AIM OF THE TASK: From the line that contains "Pin every instance of the balcony" to the final line of the entries, return every line exactly and leave out all others.

[Point localization data]
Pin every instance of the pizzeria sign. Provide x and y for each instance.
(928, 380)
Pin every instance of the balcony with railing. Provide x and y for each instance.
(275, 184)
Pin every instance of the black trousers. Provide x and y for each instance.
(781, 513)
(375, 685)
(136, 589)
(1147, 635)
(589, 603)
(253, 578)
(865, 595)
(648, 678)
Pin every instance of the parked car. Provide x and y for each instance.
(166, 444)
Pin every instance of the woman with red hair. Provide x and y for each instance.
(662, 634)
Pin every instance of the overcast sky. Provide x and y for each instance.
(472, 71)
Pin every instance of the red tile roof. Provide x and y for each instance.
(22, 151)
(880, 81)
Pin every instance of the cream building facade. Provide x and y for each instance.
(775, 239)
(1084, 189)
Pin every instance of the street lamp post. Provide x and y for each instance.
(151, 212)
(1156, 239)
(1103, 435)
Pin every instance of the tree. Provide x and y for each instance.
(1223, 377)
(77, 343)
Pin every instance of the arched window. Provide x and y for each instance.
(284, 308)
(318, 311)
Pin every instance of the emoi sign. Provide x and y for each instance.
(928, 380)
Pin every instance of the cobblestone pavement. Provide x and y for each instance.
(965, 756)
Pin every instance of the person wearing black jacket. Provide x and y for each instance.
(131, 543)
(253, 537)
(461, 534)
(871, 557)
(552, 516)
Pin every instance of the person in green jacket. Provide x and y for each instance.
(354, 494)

WRITTEN SOLUTION:
Pin every instance of the balcony with railing. Provide x and y for each instance.
(275, 184)
Pin every instance of the black trousers. Provide x and y for each instance.
(781, 513)
(375, 685)
(136, 589)
(1147, 635)
(589, 603)
(253, 578)
(865, 595)
(648, 678)
Pin every instance of the parked car. Provide x and y for each instance.
(166, 444)
Pin every instance of the woman with red hair. Provide x and y for each instance.
(662, 634)
Pin every instance of the overcast sky. Provide x and y for each instance.
(472, 71)
Pin every instance of the red tile roof. Provide x and y for each instance.
(22, 151)
(880, 81)
Pin every instance of the cream building facade. Provide x and y for each instance.
(775, 239)
(1084, 189)
Pin every instance of the street lamp post. Provide x and y for each instance.
(151, 212)
(1156, 239)
(1103, 435)
Pin every instance of the tree. Provide x and y for each instance.
(1223, 377)
(77, 343)
Pin every instance of the arched window. Provide x and y for each instance.
(284, 308)
(318, 311)
Pin every instance of the emoi sign. Provide x and y for each instance.
(928, 380)
Pin every instance of the cobblestone pavement. Provide x and y for each instance.
(965, 756)
Pin every instance of the person wearing black jacket. Provide x and y for each instance.
(131, 543)
(253, 537)
(461, 534)
(871, 557)
(552, 516)
Pin every instance of the person in green jacket. Provide x and y for each instance.
(354, 494)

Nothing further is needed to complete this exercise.